ÉNONCÉ PROPOSÉ 1. Pour chacune des affirmations suivantes, indiquez par oui ou par non si l'entretien la confirme, et citez à l'identique les mots qui tranchent : (a) la personne interrogée vient du théâtre ; (b) le son compte moins que l'image dans ses films ; (c) elle a découvert la vidéo aux Beaux-Arts.
ÉNONCÉ PROPOSÉ 2. Recopiez le passage de l'entretien situé entre « C’est le cinéma » et « dans mes films. », bornes incluses, en remplaçant « les forêts » par « les montagnes ».

Entretien

Marie-Frédérique Hallin, 2019

Peux-tu nous dire quelques mots sur ton parcours artistique après tes études à l’École des beaux-arts de Bordeaux et ton engouement pour le cinéma plus d’ailleurs que la vidéo ?

C’est le cinéma qui m’a toujours donné le désir de réaliser les films.
Cependant je viens du théâtre. Je voulais devenir metteur en scène. Puis j’ai découvert la vidéo aux Beaux-Arts et un champ des possibles s’est ouvert à moi : enfin l’extérieur pouvait prendre place dans mon travail : les paysages naturels, les forêts, l’eau, les grands espaces, les éléments… et puis la découverte du montage : on peut raconter tellement d’histoires avec les mêmes images… Je crée des scènes qui s’apparentent à des tableaux en mouvement. C’est le cadrage, la lumière et la manière de mettre en scène qui me rapproche du cinéma. J’apporte aussi beaucoup d’attention au son – aussi important que l’image dans mes films.

EXTRAITS DE DONNÉES.
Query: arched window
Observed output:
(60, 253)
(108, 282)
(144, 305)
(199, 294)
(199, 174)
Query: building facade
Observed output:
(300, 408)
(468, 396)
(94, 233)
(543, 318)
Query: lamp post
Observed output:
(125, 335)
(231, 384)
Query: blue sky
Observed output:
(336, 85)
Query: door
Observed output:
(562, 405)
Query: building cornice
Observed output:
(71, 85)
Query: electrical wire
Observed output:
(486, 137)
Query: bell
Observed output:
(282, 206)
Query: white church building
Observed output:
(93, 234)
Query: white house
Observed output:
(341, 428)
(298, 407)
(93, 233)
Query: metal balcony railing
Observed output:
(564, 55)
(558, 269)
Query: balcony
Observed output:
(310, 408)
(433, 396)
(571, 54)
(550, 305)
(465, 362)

...

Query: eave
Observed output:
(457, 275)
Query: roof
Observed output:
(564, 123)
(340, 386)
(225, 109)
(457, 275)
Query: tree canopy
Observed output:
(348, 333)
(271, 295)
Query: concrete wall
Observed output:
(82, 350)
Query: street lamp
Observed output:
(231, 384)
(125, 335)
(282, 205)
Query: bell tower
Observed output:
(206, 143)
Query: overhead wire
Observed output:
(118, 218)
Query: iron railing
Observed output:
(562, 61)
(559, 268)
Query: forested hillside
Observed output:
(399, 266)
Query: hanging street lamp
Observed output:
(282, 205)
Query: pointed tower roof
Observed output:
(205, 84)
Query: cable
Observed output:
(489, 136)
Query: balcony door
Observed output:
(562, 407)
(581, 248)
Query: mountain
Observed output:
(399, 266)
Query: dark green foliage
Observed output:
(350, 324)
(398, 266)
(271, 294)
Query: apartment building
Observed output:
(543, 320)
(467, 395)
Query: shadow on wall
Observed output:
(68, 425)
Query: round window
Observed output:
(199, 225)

==

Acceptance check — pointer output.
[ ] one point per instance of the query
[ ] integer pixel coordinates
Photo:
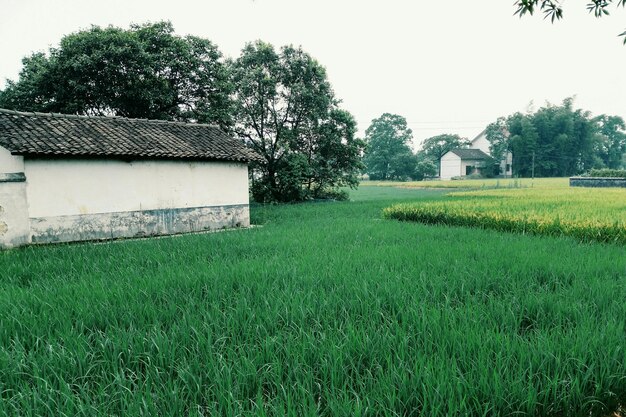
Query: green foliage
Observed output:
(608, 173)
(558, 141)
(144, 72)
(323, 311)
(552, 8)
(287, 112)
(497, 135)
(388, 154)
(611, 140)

RÉPONSE RÉDIGÉE 1.
(a) Oui : « Cependant je viens du théâtre. »
(b) Non : « J’apporte aussi beaucoup d’attention au son – aussi important que l’image dans mes films. »
(c) Oui : « Puis j’ai découvert la vidéo aux Beaux-Arts »

RÉPONSE RÉDIGÉE 2.
C’est le cinéma qui m’a toujours donné le désir de réaliser les films.
Cependant je viens du théâtre. Je voulais devenir metteur en scène. Puis j’ai découvert la vidéo aux Beaux-Arts et un champ des possibles s’est ouvert à moi : enfin l’extérieur pouvait prendre place dans mon travail : les paysages naturels, les montagnes, l’eau, les grands espaces, les éléments… et puis la découverte du montage : on peut raconter tellement d’histoires avec les mêmes images… Je crée des scènes qui s’apparentent à des tableaux en mouvement. C’est le cadrage, la lumière et la manière de mettre en scène qui me rapproche du cinéma. J’apporte aussi beaucoup d’attention au son – aussi important que l’image dans mes films.